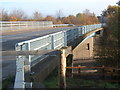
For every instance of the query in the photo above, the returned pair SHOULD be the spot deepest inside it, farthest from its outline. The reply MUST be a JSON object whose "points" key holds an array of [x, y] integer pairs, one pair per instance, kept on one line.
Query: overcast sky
{"points": [[50, 7]]}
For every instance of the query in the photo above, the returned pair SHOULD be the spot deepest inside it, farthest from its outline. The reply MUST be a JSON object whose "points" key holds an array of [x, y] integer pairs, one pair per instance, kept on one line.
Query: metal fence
{"points": [[17, 25], [51, 41]]}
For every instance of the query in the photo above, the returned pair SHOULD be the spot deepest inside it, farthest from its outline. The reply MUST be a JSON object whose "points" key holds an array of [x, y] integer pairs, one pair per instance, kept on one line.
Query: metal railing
{"points": [[17, 25], [51, 41]]}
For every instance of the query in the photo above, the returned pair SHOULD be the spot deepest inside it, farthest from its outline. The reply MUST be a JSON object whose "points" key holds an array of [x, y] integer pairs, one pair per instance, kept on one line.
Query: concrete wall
{"points": [[82, 52]]}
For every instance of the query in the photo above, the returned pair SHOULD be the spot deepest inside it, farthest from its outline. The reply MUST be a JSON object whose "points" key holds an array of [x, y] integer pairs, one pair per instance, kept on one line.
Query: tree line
{"points": [[79, 19], [109, 49]]}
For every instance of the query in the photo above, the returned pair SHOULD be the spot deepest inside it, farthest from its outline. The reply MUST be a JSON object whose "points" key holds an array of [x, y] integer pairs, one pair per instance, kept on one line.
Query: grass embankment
{"points": [[8, 83], [52, 82]]}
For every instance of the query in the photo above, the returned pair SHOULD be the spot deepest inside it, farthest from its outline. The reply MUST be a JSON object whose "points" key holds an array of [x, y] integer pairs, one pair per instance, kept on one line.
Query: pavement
{"points": [[8, 41]]}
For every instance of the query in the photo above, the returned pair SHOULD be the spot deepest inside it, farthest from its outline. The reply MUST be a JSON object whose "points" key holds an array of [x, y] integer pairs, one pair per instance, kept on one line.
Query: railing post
{"points": [[79, 69], [52, 41], [65, 38], [62, 82]]}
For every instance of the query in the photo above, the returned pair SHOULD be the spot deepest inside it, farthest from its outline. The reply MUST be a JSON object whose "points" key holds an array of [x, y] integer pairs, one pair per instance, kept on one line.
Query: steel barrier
{"points": [[17, 25], [51, 41]]}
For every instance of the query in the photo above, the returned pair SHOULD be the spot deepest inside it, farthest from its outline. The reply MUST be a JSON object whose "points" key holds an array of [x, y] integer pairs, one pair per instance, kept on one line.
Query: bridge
{"points": [[45, 50]]}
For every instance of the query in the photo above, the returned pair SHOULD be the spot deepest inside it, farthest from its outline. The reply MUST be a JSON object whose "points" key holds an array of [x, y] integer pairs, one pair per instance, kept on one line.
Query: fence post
{"points": [[52, 41], [79, 69], [103, 71], [62, 82]]}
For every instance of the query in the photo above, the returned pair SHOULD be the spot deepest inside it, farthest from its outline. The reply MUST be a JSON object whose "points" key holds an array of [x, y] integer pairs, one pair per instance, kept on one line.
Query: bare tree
{"points": [[4, 15], [37, 15], [59, 14], [17, 15]]}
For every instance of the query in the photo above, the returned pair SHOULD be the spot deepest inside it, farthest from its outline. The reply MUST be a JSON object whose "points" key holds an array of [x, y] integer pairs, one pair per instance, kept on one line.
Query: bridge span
{"points": [[30, 64]]}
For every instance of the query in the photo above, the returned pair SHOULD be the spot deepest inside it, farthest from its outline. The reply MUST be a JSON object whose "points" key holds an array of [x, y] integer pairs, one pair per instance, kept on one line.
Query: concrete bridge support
{"points": [[84, 50]]}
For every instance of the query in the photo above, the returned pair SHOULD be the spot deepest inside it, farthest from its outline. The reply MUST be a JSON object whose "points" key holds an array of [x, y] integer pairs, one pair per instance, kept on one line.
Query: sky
{"points": [[51, 7]]}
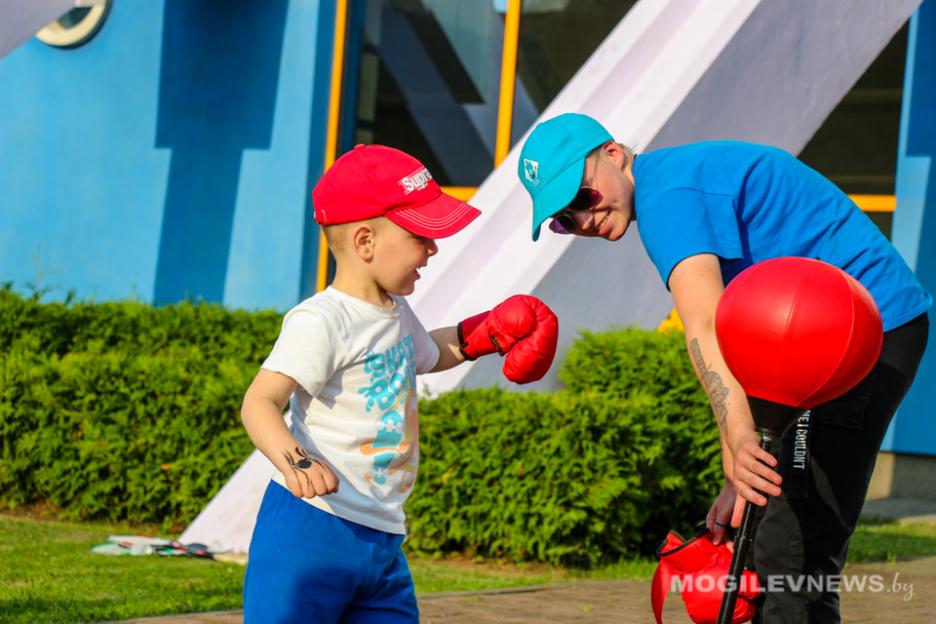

☆ ☆ ☆ ☆

▶ 課題の説明
上記の資料で、文字列「metal」を含む行はいくつありますか。大文字と小文字を区別したうえで、その数のみをお答えください。

▶ 課題の結果
2